DANIS v. TURKEY
Doc ref: 24564/94 • ECHR ID: 001-3548
Document date: April 9, 1997
- Inbound citations: 2
- •
- Cited paragraphs: 0
- •
- Outbound citations: 4
AS TO THE ADMISSIBILITY OF
Application No. 24564/94
by Ramazan DANIS
against Turkey
The European Commission of Human Rights (First Chamber) sitting
in private on 9 April 1997, the following members being present:
Mrs. J. LIDDY, President
MM. M.P. PELLONPÄÄ
E. BUSUTTIL
A. WEITZEL
C.L. ROZAKIS
L. LOUCAIDES
B. MARXER
B. CONFORTI
I. BÉKÉS
G. RESS
A. PERENIC
C. BÎRSAN
K. HERNDL
M. VILA AMIGÓ
Mrs. M. HION
Mr. R. NICOLINI
Mrs. M.F. BUQUICCHIO, Secretary to the Chamber.
Having regard to Article 25 of the Convention for the Protection
of Human Rights and Fundamental Freedoms;
Having regard to the application introduced on 26 April 1994 by
by Ramazan Danis against Turkey and registered on 7 July 1994 under
file No. 24564/94;
Having regard to the report provided for in Rule 47 of the Rules
of Procedure of the Commission;
Having deliberated;
Decides as follows:
THE FACTS
The applicant, a Turkish citizen of Turkish origin, born in 1969
and resident in Diyarbakir, is a student. Before the Commission he is
represented by Professor Kevin Boyle and Ms. Francoise Hampson, both
university lecturers at the University of Essex.
The facts as submitted by the applicant may be summarised as
follows.
On 27 November 1991 the applicant participated in a political
demonstration at Dicle University where he had been studying. The
demonstration lasted for approximately one hour.
On the same day, a report was drawn up and signed by three police
officers on duty at the Dicle University campus. According to the
report, during the demonstration, separatist propaganda leaflets were
distributed and separatist slogans were shouted. A banner of ERNK (the
political branch of the PKK) was displayed on the third floor of the
University building. The officers stated that, among the demonstrators,
they had identified, among others, the applicant.

# Given information:
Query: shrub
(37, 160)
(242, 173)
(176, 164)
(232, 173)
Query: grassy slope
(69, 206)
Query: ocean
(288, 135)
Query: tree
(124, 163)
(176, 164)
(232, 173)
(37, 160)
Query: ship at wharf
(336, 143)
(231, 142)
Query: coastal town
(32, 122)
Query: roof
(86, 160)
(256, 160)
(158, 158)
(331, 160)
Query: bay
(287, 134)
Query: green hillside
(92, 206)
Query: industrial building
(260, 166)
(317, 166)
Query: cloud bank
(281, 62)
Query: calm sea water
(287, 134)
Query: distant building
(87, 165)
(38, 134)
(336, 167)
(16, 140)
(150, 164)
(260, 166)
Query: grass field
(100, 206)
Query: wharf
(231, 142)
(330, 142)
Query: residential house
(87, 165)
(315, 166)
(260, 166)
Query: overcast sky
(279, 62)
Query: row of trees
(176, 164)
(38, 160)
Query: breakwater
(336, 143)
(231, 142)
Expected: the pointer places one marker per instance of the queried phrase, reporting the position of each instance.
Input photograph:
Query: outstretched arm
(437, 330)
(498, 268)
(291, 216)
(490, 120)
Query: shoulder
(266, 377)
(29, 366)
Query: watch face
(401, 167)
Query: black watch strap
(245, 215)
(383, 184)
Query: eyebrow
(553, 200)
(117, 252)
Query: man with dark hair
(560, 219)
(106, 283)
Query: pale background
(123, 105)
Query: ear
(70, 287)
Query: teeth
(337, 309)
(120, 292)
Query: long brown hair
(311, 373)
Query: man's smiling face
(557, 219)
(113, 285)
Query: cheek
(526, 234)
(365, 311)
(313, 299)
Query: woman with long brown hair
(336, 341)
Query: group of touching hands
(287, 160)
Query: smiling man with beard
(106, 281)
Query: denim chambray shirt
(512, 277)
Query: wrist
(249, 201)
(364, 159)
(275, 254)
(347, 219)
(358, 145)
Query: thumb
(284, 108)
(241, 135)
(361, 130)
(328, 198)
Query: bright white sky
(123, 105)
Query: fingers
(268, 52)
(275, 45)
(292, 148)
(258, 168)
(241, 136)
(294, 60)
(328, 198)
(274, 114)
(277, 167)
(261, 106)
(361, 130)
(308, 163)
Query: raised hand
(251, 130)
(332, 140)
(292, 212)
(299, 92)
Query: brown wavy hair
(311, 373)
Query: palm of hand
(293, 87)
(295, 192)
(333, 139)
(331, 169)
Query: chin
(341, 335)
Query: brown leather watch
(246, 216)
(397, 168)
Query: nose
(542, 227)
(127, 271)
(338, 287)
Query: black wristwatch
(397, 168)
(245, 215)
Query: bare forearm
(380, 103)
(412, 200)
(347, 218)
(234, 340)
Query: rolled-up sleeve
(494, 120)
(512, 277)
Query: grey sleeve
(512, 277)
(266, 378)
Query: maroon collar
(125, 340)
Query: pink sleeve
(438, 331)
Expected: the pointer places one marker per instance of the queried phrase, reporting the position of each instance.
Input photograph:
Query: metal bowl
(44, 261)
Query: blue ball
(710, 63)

# Instructions:
a: List every full calendar date (day, month and year) that appears in the Danis v. Turkey decision.
b: According to the Danis v. Turkey decision, how long did the demonstration at Dicle University last?
c: Translate this sentence from the Danis v. Turkey decision into Spanish: "On 27 November 1991 the applicant participated in a political demonstration at Dicle University where he had been studying."

# Exercise solutions:
a:
- 9 April 1997
- 26 April 1994
- 7 July 1994
- 27 November 1991

b: Approximately one hour.

c: El 27 de noviembre de 1991, el demandante participó en una manifestación política en la Universidad de Dicle, donde había estado estudiando.